### Provided text
::::::::::

ESX Scheduler and NUMA issue
- by babyg_wc
On our 24 core bl685 (4sockets x 6core), we find that NUMA nodes 0 and 1 are pretty busy (unfortunately resulting in elevated cpu ready times on the VMS), whilst NUMA nodes 2 and 3 are almost unused.
I thought this just maybe a ESX4 U1 issue, so I had a colleague with a 32 core (dl785) farm investigate, and it seems that his last 3 or 4 NUMA nodes are also not really being utilised.
ESX seems to have a weakness when it comes to balancing lightly loaded NUMA boxes, Im going to enabled node interleaving in the BIOS and see if the scheduler balancers across all 24 cores, instead of just 12!...
For those of you with large core counts, I would suggest you fire up you viclient, and check Physical CPU useage (or esxtop), I would be interested to hear what your results are. Please note, that its only the lightly loaded (eg less than 30% cpu load on the esx host) that seems to have the biggest issue with load imbalance.
Thoughts/comments.
PS ive logged a SR with vmware to assist, also the other "problem" could be that we have 128gb of ram in each host, and therefore the scheduler sees no good reason why it shouldnt try and cram all vms's into the first two NUMA nodes, as we only have around 50gb of ram worth of vms on each host...

::::::::::

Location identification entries
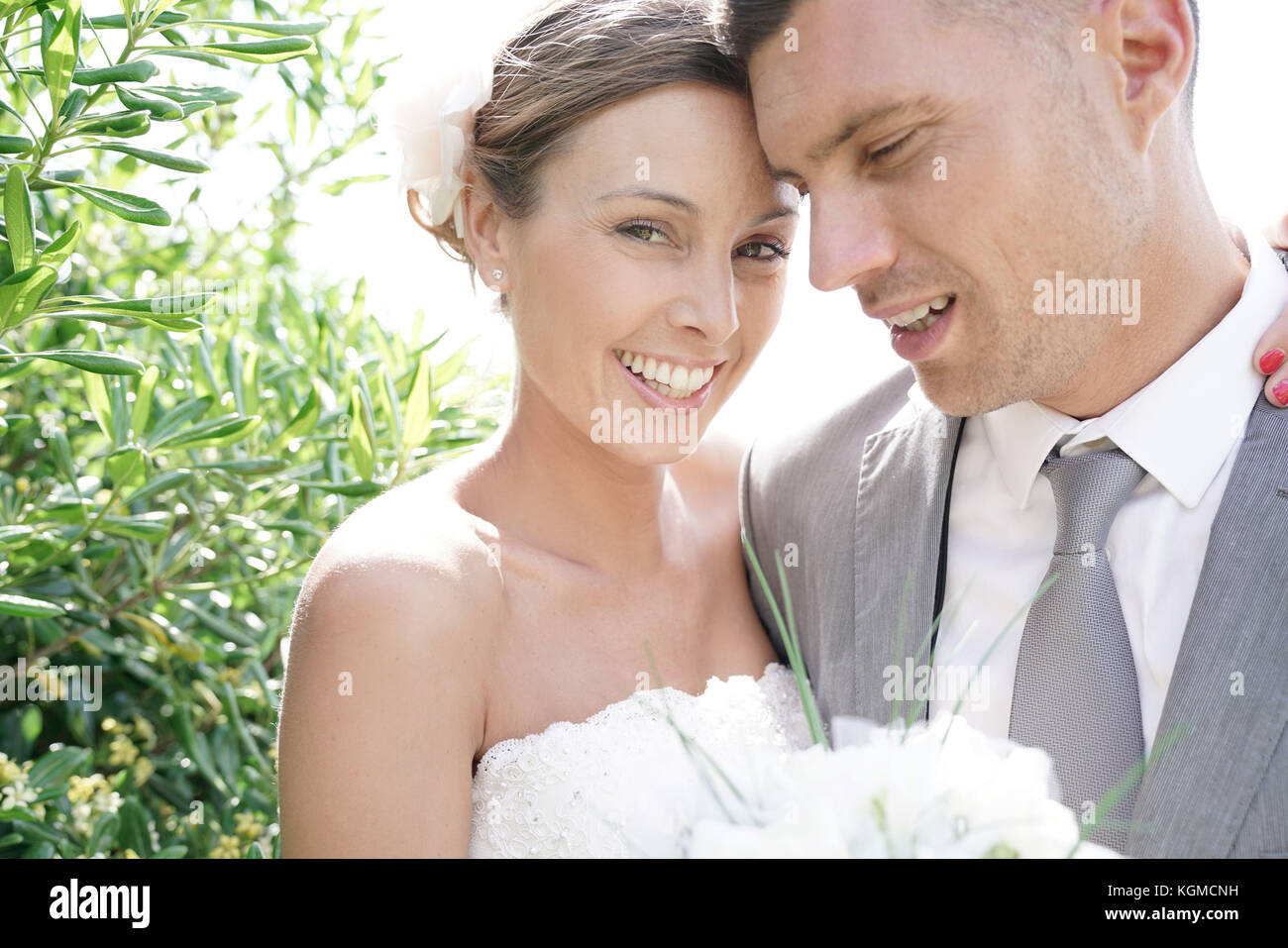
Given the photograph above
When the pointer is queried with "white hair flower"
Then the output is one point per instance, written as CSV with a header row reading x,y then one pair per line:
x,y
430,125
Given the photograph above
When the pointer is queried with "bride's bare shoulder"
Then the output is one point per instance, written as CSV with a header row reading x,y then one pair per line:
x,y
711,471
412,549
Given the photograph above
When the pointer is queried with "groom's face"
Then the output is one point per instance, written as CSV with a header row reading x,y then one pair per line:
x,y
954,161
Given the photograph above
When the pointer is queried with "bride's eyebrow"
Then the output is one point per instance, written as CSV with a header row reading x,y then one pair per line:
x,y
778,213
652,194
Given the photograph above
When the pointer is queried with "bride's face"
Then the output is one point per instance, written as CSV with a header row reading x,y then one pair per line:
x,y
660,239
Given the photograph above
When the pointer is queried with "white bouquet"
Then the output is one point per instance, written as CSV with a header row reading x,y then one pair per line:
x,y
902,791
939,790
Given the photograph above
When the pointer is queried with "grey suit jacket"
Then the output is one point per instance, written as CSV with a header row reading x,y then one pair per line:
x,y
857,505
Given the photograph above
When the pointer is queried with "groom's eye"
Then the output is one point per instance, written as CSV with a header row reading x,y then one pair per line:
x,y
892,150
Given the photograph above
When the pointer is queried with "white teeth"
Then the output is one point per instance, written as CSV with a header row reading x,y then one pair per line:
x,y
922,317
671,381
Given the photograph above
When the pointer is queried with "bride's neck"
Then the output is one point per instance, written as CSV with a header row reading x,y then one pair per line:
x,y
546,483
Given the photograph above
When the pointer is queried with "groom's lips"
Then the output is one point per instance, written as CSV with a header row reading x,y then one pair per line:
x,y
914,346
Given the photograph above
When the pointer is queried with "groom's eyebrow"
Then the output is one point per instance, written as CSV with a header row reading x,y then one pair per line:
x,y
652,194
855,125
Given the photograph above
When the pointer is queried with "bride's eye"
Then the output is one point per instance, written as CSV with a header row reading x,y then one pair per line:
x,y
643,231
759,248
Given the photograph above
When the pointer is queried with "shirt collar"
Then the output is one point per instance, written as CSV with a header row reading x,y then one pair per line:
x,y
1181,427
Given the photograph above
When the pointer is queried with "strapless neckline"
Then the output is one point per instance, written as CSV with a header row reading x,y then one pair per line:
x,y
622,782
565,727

::::::::::

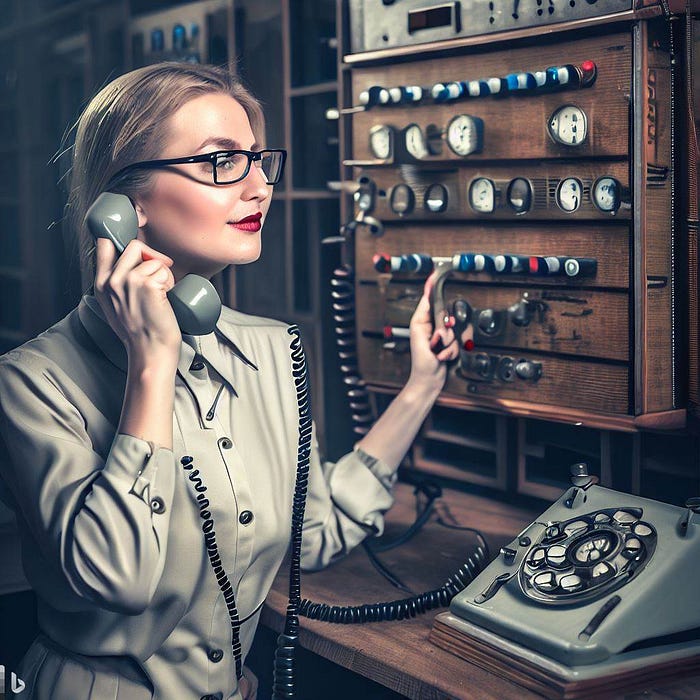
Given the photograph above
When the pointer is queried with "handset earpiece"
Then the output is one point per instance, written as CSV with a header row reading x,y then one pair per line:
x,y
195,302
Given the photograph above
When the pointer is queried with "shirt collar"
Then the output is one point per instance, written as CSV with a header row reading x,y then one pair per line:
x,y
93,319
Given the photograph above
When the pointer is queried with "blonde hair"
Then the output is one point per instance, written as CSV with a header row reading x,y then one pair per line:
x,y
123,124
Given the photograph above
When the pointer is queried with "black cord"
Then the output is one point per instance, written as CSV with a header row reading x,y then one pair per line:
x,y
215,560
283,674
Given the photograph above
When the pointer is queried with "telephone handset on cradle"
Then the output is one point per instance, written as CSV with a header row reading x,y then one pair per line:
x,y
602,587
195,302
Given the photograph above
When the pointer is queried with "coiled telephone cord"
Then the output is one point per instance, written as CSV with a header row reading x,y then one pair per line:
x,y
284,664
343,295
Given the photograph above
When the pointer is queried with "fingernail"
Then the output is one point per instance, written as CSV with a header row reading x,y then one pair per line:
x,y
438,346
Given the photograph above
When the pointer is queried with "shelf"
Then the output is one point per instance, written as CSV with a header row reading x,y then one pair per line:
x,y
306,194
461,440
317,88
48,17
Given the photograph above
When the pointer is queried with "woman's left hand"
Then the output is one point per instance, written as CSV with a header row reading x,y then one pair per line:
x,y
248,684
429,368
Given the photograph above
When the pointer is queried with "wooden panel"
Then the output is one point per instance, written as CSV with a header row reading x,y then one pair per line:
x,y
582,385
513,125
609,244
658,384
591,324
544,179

::::::::::

### Set of tasks
1. List every NUMA node that the forum post identifies by number.
2. How many lines of the entries contain the string "bride"? Match case exactly and give only the number.
The forum post and the entries are unrelated material.

### Responses
1. Nodes 0, 1, 2, and 3.

2. 5